Render the lines below as a Markdown table with the columns "No." and "Line," numbering each row and omitting any blank lines.
━━━━━ STORED ROWS
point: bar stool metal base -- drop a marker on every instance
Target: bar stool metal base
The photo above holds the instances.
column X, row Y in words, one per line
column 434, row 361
━━━━━━━━━━
RESULT BELOW =
| No. | Line |
|---|---|
| 1 | point: bar stool metal base -- drop a marker on every instance |
| 2 | Target: bar stool metal base |
| 3 | The photo above holds the instances. |
| 4 | column X, row Y in words, one per line |
| 5 | column 434, row 361 |